Les Français découvrent, atterrés, que la politique qui se décide au Salon doré de l’Élysée n’est pas différente de ce qui s’échange dans sa salle de bains.
C’est irrattrapable. « En moi, la confiance est morte. » Le mot est de Valérie Trierweiler, la compagne humiliée en public. Elle parle de sa relation avec François Hollande, de la personne privée. Elle écrit : « Le mensonge est ancré en lui comme un lierre se mêle à l’arbre. »Pire encore : avec lui, c’est « un trompe-l’oeil, un jeu de miroirs dans lequel il est impossible de distinguer la vérité ». Et là, comment séparer le bon grain de l’ivraie, la personne privée du personnage public ? Depuis deux ans et demi, les Français ont fini par voir leur chef de l’État comme sa “girl friend” a vu son compagnon ; ils découvrent que la politique qui se décide au Salon doré de l’Élysée n’est pas différente des propos qui s’échangent dans sa salle de bains.
Lui, l’homme de gauche dont la vie a été “vouée aux pauvres”, est ici déshumanisé, creusé par le cynisme, l’indifférence, le mépris. Ce détail, par exemple : « Il n’a jamais invité son père à l’Élysée », témoigne Valérie Trierweiler. Et pourquoi donc ? Il faut relire, sous la plume de François Hollande lui-même, les quelques lignes qu’il consacre à ce père, dans son livre de la campagne de 2012, Changer de destin« Ses idées, écrit-il, [sont] à l’opposé des miennes » « Partisan de l’Algérie française, il professait des opinions qui heurtaient celles qui naissaient dans mon esprit. »
François Hollande ajoutait : « Sans doute est-ce déjà une éducation que d’aller contre celui qu’on aime. Mais au fond je l’en remercie car cette confrontation a aussi forgé mon caractère. » Quel singulier “caractère” que celui qui conduit le fils à ne pas inviter son père à venir dans le palais de la République ! Ce n’est qu’un détail (Mitterrand, lui, invitait tous les siens), mais il rejoint le reste. On ne s’étonne pas que les Français, à leur tour, le disent : “En moi, la confiance est morte.”
Ce président a trop bien incarné la gauche des donneurs de leçons. « Moi, président… » Le voici seul, déconcerté, sidéré sans doute, par les enquêtes d’opinion qui se répètent et se confirment : la plus récente (3-5 septembre), celle de l’Ifop pour le site Atlantico, révèle que 87 % des Français jugent qu’il “ne sait pas où il va”, 84 % (98 % à droite, 61 % à gauche) qu’il “n’est pas compétent”, 83 % qu’il “n’est pas proche de leurs préoccupations”… Ce qui amène sa cote de confiance à 13 % (baromètre TNS Sofres-le Figaro Magazinepublié le 5 septembre).

#### DONNÉES FOURNIES
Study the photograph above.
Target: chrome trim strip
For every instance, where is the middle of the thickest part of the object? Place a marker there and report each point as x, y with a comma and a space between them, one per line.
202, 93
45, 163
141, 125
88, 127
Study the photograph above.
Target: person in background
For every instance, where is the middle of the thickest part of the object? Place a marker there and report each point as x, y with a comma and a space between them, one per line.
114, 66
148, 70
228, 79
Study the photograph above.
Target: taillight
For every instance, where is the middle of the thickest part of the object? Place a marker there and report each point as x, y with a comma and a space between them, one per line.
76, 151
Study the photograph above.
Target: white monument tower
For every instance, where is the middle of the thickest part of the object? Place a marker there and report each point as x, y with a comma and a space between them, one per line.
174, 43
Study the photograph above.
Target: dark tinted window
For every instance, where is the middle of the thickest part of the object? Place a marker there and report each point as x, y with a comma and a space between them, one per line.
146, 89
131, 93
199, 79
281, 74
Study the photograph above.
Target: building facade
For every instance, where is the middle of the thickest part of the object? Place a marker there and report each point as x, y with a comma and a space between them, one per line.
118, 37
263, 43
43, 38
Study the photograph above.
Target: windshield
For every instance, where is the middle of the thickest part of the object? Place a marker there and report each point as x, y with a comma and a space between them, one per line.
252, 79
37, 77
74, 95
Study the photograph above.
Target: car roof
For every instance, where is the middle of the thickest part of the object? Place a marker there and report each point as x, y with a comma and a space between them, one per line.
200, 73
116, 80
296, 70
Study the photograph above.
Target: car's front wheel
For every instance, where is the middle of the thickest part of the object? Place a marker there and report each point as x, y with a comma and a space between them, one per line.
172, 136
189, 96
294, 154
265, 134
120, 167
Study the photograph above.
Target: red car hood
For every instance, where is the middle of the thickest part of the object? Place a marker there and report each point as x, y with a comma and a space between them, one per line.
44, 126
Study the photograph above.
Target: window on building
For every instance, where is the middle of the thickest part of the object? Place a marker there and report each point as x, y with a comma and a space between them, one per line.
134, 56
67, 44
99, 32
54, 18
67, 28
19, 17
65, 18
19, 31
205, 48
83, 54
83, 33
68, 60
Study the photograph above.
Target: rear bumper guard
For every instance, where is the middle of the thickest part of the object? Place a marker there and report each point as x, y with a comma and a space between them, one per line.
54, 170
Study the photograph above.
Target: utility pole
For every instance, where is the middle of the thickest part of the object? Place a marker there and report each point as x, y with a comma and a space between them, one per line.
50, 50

#### TÂCHE À RÉALISER
Rédigez la suite du texte sur la perte de confiance des Français envers François Hollande, en reprenant juste après sa dernière phrase.

#### RÉSULTAT DE L'EXERCICE
La posture morale adoptée par lui pendant sa campagne et depuis son installation, relayée par ses soutiens politiques et ses médias amis, a volé en éclats sous les coups de ces mensonges que l’on appelle “affaires” dans la vie publique : le compte en Suisse de Jérôme Cahuzac, ministre du Budget, le cireur de chaussures d’Aquilino Morelle, conseiller spécial du président, et, la semaine dernière, les impôts impayés d’un Thomas Thévenoud, éphémère secrétaire d’État, la dernière en date des provocations à l’endroit de ces 1,3 million de “sans-dents” étranglés par l’impôt, obligés de demander la bienveillance de l’administration fiscale. De tout cela, il ne reste qu’une imposture morale qui devrait interdire à la gauche de se revendiquer de la “dignité”.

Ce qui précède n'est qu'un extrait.